Go through the listing and write out all of it exactly.
*** Opening of Data for this task ***
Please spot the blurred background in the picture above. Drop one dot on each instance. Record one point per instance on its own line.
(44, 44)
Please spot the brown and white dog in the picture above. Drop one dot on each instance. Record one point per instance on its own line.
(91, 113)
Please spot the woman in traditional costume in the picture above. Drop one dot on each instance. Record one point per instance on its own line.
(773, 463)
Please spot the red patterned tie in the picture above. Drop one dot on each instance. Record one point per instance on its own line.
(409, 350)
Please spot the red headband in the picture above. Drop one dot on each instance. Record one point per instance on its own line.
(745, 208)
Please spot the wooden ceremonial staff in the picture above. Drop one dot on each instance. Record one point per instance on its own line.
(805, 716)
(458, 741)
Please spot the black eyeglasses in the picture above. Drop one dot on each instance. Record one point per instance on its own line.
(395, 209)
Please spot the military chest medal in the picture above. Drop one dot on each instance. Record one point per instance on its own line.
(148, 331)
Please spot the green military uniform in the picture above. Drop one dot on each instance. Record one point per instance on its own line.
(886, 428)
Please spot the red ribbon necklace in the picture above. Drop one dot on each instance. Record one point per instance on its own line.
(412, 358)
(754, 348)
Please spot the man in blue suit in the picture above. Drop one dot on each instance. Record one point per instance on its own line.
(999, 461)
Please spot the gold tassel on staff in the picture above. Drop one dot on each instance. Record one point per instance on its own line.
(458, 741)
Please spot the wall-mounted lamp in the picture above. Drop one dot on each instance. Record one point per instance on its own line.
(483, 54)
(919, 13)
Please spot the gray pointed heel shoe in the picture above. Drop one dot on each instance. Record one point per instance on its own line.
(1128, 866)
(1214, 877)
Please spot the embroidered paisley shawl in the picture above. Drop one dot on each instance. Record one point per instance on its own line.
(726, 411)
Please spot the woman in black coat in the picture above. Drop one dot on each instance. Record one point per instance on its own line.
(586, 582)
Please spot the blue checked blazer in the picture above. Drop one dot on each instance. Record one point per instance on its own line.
*** Close of Data for this task ***
### Answer
Please spot the blurred background in the picture above. Drop one dot on each instance. Record one point per instance on its own line.
(44, 44)
Please spot the brown and white dog in the picture above. Drop one dot on each instance. Record one point per instance on its own line.
(91, 113)
Please spot the woman in traditional costume in the picture above. Drop one dot on each instance. Record one point per instance on its own line.
(773, 463)
Please spot the red patterned tie in the picture above. Drop one dot on each instance. Record one point per instance on its own line.
(409, 350)
Please spot the red headband in the picture above. Drop one dot on each instance. Record one point per instance on its own line.
(745, 208)
Please spot the wooden ceremonial staff in the picture above. Drop one dot on each instance. Record one point per instance on its own line.
(805, 716)
(458, 741)
Please spot the black eyeglasses in the picture above. Drop one dot on each instance. Record one point per instance on its own line.
(395, 209)
Please spot the military chest medal in the picture above. Drop one dot on each instance. Record one point per instance on its own line.
(148, 331)
Please spot the green military uniform in the picture above. Drop one dot on each instance. Record one point per instance on its own line.
(886, 428)
Please spot the red ribbon necklace in the picture above. Drop one dot on each instance. Record one point per instance on its own line.
(412, 358)
(754, 348)
Please spot the man in blue suit in the picture above. Drop one dot on each instance. Record one point per instance on its own line.
(999, 461)
Please spot the gold tassel on staff in the picture above. Drop one dot on each instance. Record one point per instance on its own line.
(458, 741)
Please spot the wall-mounted lamp in the picture above. Drop one dot on each instance. Record one point per instance on its own line.
(483, 54)
(919, 13)
Please spot the gray pointed heel shoe in the picture above. Drop one dot on each instance. Record one point per instance on its own line.
(1128, 866)
(1214, 877)
Please spot the embroidered paisley shawl in the picture above. Drop one dot on each instance. Record one point per instance on its own line.
(726, 411)
Please spot the woman in black coat in the picture above. Drop one dot on each instance. Record one point per instance on its own line.
(586, 582)
Please spot the blue checked blazer in the picture above. Drop one dot on each instance. Record one point per instance on its own line.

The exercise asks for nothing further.